> Written request 1: In the chili pie recipe, rewrite the passage starting at "Skillet Chili Pie" and ending at "(or to taste)", swapping "ground beef" for "ground turkey".
> Written request 2: According to the chili pie recipe, what is the cook time?
> Written request 3: Pick up the chili pie recipe after its final line and keep writing it.

> Source passage:
Skillet Chili Pie With Cornbread Topping

Total Time: 38 mins Preparation Time: 25 mins Cook Time: 13 mins

Ingredients

  • Servings: 4
  • 1 1/4 cups chopped onions
  • 2 -3 fresh minced garlic cloves
  • 1 small green bell pepper, chopped
  • 1/2-3/4 lb lean ground beef
  • salt and pepper
  • 1 1/2 cups canned corn niblets, drained
  • 3 teaspoons chili powder (or to taste)

> Items from a data source:

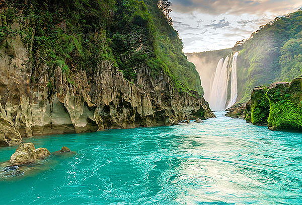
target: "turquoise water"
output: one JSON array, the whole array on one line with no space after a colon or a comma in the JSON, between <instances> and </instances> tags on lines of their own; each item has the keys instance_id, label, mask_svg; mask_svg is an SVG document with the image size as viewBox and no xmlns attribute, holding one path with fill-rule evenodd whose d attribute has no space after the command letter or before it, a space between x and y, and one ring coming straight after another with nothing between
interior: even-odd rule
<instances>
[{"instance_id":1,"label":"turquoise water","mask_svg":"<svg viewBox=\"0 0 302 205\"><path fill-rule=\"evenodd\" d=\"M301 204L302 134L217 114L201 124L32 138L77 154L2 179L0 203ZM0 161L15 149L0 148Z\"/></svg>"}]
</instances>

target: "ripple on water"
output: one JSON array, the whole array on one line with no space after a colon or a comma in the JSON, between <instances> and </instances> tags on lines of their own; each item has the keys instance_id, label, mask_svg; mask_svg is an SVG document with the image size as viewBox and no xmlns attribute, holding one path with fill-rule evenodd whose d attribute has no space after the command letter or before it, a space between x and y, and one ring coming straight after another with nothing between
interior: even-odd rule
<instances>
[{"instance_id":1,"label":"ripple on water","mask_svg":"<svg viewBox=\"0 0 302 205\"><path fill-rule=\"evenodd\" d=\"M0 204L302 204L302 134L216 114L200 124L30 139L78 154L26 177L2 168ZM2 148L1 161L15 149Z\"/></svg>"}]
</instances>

...

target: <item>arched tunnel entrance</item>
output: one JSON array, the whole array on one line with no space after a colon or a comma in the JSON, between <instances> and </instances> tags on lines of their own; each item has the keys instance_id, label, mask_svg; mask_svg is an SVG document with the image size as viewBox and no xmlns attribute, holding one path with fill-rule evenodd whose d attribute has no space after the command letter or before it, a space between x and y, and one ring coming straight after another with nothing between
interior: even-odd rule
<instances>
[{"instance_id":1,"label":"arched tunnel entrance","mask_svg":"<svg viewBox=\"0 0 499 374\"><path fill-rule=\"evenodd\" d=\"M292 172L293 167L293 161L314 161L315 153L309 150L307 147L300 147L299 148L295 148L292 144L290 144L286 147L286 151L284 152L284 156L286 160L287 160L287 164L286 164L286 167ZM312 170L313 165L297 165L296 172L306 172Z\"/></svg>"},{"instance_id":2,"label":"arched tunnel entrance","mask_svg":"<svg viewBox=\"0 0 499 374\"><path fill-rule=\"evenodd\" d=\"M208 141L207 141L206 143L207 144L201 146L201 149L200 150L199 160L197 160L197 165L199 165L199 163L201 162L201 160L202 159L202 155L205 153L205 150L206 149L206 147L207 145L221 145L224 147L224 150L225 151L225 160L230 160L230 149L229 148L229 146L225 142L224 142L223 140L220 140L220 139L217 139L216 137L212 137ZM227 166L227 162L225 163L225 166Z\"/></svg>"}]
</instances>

> Final answer 1:
Skillet Chili Pie With Cornbread Topping

Total Time: 38 mins Preparation Time: 25 mins Cook Time: 13 mins

Ingredients

  • Servings: 4
  • 1 1/4 cups chopped onions
  • 2 -3 fresh minced garlic cloves
  • 1 small green bell pepper, chopped
  • 1/2-3/4 lb lean ground turkey
  • salt and pepper
  • 1 1/2 cups canned corn niblets, drained
  • 3 teaspoons chili powder (or to taste)

> Final answer 2: 13 mins

> Final answer 3:
  • 1 teaspoon cumin
  • 1/2 teaspoon sugar
  • 3/4 cup water
  • 1 (14 ounce) can pinto beans, drained
  • 1 (14 ounce) can stewed tomatoes
  • 1 (5 1/2 ounce) can tomato paste
  • 1 (4 ounce) can chopped green chilies, drained
  • 1/2 cup flour
  • 1/2 cup yellow cornmeal
  • 1 teaspoon baking powder
  • 1/8 teaspoon salt
  • 1/2 cup buttermilk
  • 1 egg , s, ightly beaten

Recipe

  • 1 to make the chili: cook onion, garlic and green pepper with the ground beef in a large oven-proof skillet over medium heat until meat is browned and crumbly; drain very well.
  • 2 add in all remaining ingredients (except the topping ingredients); mix well and bring to a boil.
  • 3 cover and reduce heat to medium-low and simmer for 15 minutes, stirring occasionally.
  • 4 remove the skillet with the ground beef mixture from heat; set aside.
  • 5 to make the corn bread topping: combine dry ingredients in a bowl.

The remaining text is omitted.